▶ INFORMATION GIVEN
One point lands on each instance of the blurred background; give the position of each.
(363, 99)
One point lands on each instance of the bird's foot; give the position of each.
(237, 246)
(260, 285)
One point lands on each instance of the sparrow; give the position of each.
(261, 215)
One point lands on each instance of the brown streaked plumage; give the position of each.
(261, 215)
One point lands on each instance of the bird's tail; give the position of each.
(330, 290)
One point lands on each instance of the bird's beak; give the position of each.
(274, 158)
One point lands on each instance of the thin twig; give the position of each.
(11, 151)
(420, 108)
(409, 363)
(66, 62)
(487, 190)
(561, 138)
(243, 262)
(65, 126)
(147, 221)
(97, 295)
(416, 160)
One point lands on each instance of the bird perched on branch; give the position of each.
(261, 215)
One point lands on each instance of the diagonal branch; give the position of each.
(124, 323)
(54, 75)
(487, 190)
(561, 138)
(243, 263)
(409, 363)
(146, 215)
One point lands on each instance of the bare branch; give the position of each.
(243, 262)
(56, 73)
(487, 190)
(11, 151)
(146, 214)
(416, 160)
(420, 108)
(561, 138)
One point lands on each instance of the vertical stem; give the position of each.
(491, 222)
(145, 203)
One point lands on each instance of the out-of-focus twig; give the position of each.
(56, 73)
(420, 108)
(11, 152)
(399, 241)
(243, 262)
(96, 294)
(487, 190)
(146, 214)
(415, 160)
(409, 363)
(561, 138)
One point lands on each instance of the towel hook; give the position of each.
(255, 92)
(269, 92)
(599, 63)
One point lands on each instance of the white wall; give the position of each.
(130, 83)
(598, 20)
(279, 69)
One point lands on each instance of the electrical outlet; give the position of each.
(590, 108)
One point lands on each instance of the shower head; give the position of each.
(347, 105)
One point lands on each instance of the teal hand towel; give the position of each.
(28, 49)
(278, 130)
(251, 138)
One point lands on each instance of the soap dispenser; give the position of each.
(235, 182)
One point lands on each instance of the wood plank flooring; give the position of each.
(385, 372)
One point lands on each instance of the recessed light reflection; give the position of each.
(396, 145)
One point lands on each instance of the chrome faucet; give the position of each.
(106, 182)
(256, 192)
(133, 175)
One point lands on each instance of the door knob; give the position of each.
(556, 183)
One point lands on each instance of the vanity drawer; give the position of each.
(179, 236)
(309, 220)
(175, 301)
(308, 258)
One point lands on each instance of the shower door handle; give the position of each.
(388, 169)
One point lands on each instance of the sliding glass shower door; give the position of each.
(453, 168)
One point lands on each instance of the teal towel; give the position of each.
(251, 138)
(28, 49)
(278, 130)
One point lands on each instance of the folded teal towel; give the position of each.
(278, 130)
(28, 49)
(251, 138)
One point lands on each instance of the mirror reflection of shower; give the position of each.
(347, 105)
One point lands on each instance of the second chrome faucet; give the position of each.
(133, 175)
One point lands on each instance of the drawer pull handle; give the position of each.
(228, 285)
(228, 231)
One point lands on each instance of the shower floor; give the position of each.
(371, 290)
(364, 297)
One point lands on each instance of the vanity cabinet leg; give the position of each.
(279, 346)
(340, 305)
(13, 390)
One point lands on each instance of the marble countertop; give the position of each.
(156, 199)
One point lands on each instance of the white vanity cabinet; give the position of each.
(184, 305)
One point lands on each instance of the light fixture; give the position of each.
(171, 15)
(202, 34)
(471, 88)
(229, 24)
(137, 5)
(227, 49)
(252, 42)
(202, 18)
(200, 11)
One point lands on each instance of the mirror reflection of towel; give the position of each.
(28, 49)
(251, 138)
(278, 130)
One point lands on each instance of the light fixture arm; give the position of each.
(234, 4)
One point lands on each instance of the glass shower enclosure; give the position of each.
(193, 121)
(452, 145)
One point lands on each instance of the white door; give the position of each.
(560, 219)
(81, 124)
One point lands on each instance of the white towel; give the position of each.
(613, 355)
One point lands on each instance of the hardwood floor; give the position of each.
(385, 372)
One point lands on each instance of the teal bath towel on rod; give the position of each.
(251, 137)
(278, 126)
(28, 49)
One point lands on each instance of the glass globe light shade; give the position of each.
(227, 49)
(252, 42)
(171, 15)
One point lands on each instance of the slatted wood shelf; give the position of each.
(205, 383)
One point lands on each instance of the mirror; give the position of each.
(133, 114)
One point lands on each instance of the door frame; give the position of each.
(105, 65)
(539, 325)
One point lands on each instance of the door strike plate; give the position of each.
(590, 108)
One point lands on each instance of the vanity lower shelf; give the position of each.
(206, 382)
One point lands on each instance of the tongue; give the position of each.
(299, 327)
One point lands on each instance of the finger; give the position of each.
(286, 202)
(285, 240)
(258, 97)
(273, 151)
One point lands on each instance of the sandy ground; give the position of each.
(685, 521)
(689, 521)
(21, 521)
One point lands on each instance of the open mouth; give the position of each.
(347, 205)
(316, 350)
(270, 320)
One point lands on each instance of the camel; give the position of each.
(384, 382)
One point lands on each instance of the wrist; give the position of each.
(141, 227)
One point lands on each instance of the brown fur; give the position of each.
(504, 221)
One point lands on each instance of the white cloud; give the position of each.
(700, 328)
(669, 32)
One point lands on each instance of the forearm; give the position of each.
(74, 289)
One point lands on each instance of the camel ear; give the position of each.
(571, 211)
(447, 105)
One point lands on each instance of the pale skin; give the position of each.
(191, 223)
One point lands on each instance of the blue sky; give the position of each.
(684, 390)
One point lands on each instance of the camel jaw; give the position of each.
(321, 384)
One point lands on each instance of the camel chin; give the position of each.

▶ WHAT YOU NEED TO DO
Rescale the lines starting at the one containing "One point lands on each instance of the forearm;" and ending at the last line of the records. Rewrite each of them, requests included, with every point coordinate in the answers multiplied by 1.2 and rounded to a whole number, halves rounded up.

▶ FINISHED TASK
One point lands on each instance of the forearm; give the position of each.
(89, 347)
One point lands on each instance of the camel ear; give the position of each.
(685, 253)
(536, 126)
One point lands on each instance of the pale skin; give the position of each.
(229, 268)
One point lands on each instance of the blue sky; give the position of each.
(821, 468)
One point lands on each instance of the camel jaw; give the position of each.
(385, 461)
One point lands on each instance of the camel chin; give the position of each.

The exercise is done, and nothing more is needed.